## PROBLEM STATEMENT
Can you copy the lines word for word, from the line containing "Please trace the outline of every instance of the side" through the end of the lines below, with both ends included and the pictures left out?

## EXTRACTED ENTRIES

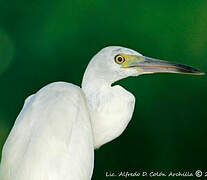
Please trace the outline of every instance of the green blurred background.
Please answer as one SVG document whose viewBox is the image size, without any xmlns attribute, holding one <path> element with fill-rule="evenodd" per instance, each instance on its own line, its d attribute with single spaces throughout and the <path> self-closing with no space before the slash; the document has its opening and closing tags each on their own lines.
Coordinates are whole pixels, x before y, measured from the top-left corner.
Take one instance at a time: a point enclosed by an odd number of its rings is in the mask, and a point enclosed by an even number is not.
<svg viewBox="0 0 207 180">
<path fill-rule="evenodd" d="M 80 85 L 89 60 L 109 45 L 207 72 L 207 1 L 0 0 L 0 150 L 27 96 L 54 81 Z M 136 96 L 135 113 L 95 152 L 93 179 L 106 171 L 205 170 L 206 76 L 117 84 Z"/>
</svg>

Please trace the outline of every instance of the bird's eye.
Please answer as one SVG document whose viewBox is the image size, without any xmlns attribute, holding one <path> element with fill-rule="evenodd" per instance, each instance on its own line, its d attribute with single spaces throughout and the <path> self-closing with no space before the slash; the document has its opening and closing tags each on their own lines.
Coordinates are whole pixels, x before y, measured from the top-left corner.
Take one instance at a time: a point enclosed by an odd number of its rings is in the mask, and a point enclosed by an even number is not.
<svg viewBox="0 0 207 180">
<path fill-rule="evenodd" d="M 125 59 L 124 59 L 123 56 L 121 56 L 121 55 L 117 55 L 117 56 L 115 56 L 115 62 L 116 62 L 117 64 L 122 64 L 124 61 L 125 61 Z"/>
</svg>

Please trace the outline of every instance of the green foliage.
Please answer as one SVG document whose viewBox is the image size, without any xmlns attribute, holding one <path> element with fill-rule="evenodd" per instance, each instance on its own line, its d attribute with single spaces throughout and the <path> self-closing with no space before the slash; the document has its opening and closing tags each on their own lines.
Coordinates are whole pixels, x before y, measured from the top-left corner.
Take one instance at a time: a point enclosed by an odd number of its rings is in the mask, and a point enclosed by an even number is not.
<svg viewBox="0 0 207 180">
<path fill-rule="evenodd" d="M 206 0 L 0 0 L 0 149 L 27 96 L 54 81 L 80 85 L 105 46 L 207 72 L 206 9 Z M 137 97 L 135 113 L 121 137 L 96 151 L 94 179 L 109 170 L 206 168 L 206 76 L 118 84 Z"/>
</svg>

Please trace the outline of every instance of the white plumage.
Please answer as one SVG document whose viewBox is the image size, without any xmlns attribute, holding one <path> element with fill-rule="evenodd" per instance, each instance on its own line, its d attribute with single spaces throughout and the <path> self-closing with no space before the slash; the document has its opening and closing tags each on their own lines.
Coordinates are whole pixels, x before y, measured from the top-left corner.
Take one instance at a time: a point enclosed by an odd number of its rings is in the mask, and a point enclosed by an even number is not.
<svg viewBox="0 0 207 180">
<path fill-rule="evenodd" d="M 82 89 L 56 82 L 27 98 L 3 148 L 0 180 L 90 180 L 94 148 L 118 137 L 134 111 L 134 96 L 112 84 L 153 72 L 200 73 L 107 47 L 90 61 Z"/>
</svg>

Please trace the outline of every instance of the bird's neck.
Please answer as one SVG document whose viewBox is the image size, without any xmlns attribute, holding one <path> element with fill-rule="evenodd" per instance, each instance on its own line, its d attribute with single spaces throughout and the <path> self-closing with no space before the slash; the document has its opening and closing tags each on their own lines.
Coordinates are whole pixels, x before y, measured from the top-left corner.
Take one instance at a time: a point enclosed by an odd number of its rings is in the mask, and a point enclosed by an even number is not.
<svg viewBox="0 0 207 180">
<path fill-rule="evenodd" d="M 82 89 L 91 116 L 94 146 L 98 148 L 118 137 L 126 128 L 133 113 L 134 99 L 124 88 L 112 87 L 98 76 L 84 75 Z"/>
</svg>

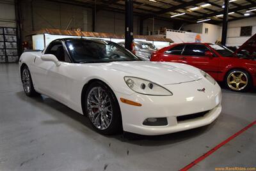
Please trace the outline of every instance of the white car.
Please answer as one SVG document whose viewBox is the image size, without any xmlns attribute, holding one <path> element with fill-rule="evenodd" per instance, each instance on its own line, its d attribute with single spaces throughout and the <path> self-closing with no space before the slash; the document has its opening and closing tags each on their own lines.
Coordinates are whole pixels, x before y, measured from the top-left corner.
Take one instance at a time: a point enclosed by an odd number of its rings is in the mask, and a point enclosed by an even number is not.
<svg viewBox="0 0 256 171">
<path fill-rule="evenodd" d="M 189 65 L 140 61 L 118 44 L 66 38 L 21 56 L 23 87 L 88 117 L 105 135 L 155 135 L 209 124 L 221 111 L 221 91 Z"/>
</svg>

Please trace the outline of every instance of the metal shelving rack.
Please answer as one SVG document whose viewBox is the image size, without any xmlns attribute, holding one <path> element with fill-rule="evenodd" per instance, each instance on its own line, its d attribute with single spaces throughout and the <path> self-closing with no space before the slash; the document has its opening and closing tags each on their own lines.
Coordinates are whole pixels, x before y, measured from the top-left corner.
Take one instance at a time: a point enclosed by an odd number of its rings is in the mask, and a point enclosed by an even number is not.
<svg viewBox="0 0 256 171">
<path fill-rule="evenodd" d="M 0 63 L 18 60 L 16 28 L 0 27 Z"/>
</svg>

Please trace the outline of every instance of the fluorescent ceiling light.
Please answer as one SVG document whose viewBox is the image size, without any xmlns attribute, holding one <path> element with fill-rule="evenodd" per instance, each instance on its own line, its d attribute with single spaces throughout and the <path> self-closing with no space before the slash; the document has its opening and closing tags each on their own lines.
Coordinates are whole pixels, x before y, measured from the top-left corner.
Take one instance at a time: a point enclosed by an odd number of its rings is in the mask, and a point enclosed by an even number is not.
<svg viewBox="0 0 256 171">
<path fill-rule="evenodd" d="M 185 13 L 178 13 L 178 14 L 176 14 L 176 15 L 172 15 L 171 18 L 175 17 L 180 16 L 180 15 L 184 15 L 184 14 L 185 14 Z"/>
<path fill-rule="evenodd" d="M 200 5 L 200 6 L 201 7 L 206 7 L 206 6 L 211 6 L 211 4 L 202 4 L 202 5 Z"/>
<path fill-rule="evenodd" d="M 246 11 L 246 13 L 253 11 L 256 11 L 256 8 Z"/>
<path fill-rule="evenodd" d="M 230 12 L 230 13 L 228 13 L 228 15 L 233 14 L 233 13 L 235 13 L 235 12 Z M 215 15 L 215 17 L 222 17 L 222 16 L 223 16 L 223 14 L 220 14 L 220 15 Z"/>
<path fill-rule="evenodd" d="M 198 10 L 198 9 L 199 9 L 199 7 L 198 7 L 198 6 L 189 8 L 190 10 Z"/>
<path fill-rule="evenodd" d="M 198 23 L 198 22 L 205 22 L 205 21 L 209 21 L 209 20 L 211 20 L 211 19 L 205 19 L 205 20 L 200 20 L 200 21 L 197 21 L 196 22 Z"/>
</svg>

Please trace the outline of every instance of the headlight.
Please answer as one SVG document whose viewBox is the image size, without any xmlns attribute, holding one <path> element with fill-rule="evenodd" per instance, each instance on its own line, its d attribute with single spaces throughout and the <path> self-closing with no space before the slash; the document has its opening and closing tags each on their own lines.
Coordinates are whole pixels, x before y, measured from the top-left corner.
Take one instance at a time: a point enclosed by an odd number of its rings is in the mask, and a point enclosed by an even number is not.
<svg viewBox="0 0 256 171">
<path fill-rule="evenodd" d="M 134 91 L 147 95 L 172 96 L 173 94 L 166 89 L 150 81 L 133 77 L 125 77 L 126 84 Z"/>
<path fill-rule="evenodd" d="M 214 78 L 213 78 L 208 73 L 205 73 L 205 71 L 200 70 L 200 73 L 202 73 L 202 75 L 204 75 L 204 77 L 205 77 L 206 79 L 207 79 L 209 82 L 212 83 L 214 85 L 216 84 L 216 80 Z"/>
</svg>

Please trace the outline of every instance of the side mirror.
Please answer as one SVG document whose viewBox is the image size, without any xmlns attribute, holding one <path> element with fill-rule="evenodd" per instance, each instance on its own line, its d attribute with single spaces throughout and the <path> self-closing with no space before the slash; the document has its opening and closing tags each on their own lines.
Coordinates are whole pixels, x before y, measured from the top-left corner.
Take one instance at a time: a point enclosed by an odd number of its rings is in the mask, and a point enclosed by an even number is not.
<svg viewBox="0 0 256 171">
<path fill-rule="evenodd" d="M 59 60 L 58 60 L 57 57 L 52 54 L 45 54 L 41 56 L 41 59 L 44 61 L 52 61 L 55 63 L 57 66 L 59 66 L 61 64 Z"/>
<path fill-rule="evenodd" d="M 214 56 L 213 53 L 211 51 L 206 51 L 204 54 L 207 57 L 213 57 Z"/>
</svg>

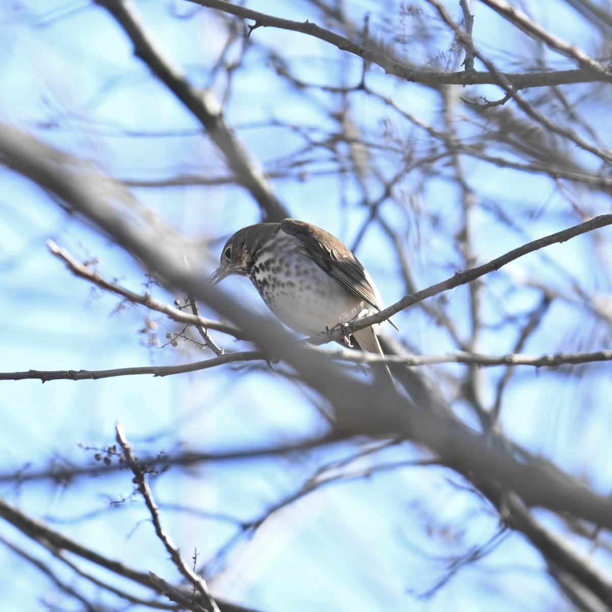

## FINISHED ANSWER
Please trace the outline of every instance of the side mirror.
Please answer as one SVG document whose viewBox is the image size, without any xmlns attribute, holding one <path> element with fill-rule="evenodd" per instance, each instance on its own line, its d attribute with single spaces throughout and the <path> self-closing with no space before the slash; the document has its opening and closing tags each on their own lines.
Coordinates are whole pixels, x before y, measured from the top-left corner.
Take one instance at a time: a point enclosed by an odd number of its rings is in the mask, and a point enclosed by an even number is not.
<svg viewBox="0 0 256 171">
<path fill-rule="evenodd" d="M 59 60 L 58 60 L 57 57 L 52 54 L 45 54 L 41 56 L 41 59 L 44 61 L 52 61 L 55 63 L 57 66 L 59 66 L 61 64 Z"/>
<path fill-rule="evenodd" d="M 214 56 L 213 53 L 211 51 L 206 51 L 204 54 L 207 57 L 213 57 Z"/>
</svg>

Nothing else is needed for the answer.